** begin GIVEN DATA **

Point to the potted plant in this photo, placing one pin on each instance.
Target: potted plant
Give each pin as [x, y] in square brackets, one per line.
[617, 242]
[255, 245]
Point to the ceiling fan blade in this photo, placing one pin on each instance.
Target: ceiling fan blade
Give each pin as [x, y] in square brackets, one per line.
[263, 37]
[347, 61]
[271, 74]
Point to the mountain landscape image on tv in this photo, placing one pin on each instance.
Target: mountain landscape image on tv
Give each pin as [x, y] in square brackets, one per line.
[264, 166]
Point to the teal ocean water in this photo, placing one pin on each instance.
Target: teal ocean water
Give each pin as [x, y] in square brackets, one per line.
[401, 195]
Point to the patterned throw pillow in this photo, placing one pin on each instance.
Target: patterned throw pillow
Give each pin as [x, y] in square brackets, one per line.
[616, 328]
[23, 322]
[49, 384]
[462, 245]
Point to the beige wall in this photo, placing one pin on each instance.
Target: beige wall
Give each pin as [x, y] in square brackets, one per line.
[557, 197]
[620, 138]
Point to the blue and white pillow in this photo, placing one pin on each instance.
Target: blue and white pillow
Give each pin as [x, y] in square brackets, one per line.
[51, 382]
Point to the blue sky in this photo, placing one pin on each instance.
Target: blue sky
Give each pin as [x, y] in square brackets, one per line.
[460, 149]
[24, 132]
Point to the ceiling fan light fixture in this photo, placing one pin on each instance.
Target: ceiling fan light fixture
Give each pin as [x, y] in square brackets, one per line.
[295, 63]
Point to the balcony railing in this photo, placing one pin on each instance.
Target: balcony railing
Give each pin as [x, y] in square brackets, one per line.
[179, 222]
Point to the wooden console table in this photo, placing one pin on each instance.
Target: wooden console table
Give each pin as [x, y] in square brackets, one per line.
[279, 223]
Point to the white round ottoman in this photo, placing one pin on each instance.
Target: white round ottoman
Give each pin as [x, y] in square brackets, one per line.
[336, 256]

** end GIVEN DATA **

THE EXERCISE:
Copy all of the material above word for word, keeping every line in its original order.

RESPONSE:
Point to the potted plant in this photo, placing one pin on each instance.
Target: potted plant
Give each pin as [x, y] in square brackets, one per line.
[617, 242]
[255, 245]
Point to the ceiling fan blade in this photo, placing one pin on each instance.
Target: ceiling fan blade
Give each pin as [x, y] in square brackets, one per line.
[263, 37]
[347, 61]
[271, 74]
Point to the mountain landscape image on tv in this photo, placing one pin on each instance.
Target: mountain landscape image on tv
Give each pin as [x, y] in square brackets, one per line.
[264, 166]
Point to the teal ocean water in this photo, placing one pin on each instance.
Target: teal ocean water
Give each pin as [x, y] in square brackets, one per line.
[401, 195]
Point to the patterned throw pillow in this photo, placing one pin on each instance.
Target: patterned throw pillow
Give each pin as [x, y] in square brackets, one per line.
[616, 328]
[23, 322]
[49, 384]
[462, 245]
Point to the beige wall in this photo, placing one pin on each instance.
Target: beige wall
Give each pin as [x, y] in square brackets, one per line.
[557, 197]
[620, 138]
Point to the blue and white pillow in this photo, placing one pin on each instance.
Target: blue and white pillow
Give each pin as [x, y] in square brackets, one per line.
[51, 382]
Point to the blue sky in this photo, placing one pin on each instance.
Target: blue sky
Give each pin as [x, y] in square brackets, one per line.
[460, 149]
[24, 132]
Point to the ceiling fan light fixture in this photo, placing one pin on each instance.
Target: ceiling fan light fixture
Give each pin as [x, y] in square brackets, one per line.
[295, 63]
Point to the balcony railing in this photo, placing one pin on each instance.
Target: balcony railing
Give each pin as [x, y] in square brackets, one per line.
[179, 222]
Point to the wooden console table in this photo, placing one pin on each instance.
Target: wooden console table
Give each pin as [x, y] in square brackets, one per line.
[279, 223]
Point to the white round ottoman in this photo, placing one pin on each instance.
Target: white round ottoman
Give each pin as [x, y] in square brackets, one per line.
[336, 256]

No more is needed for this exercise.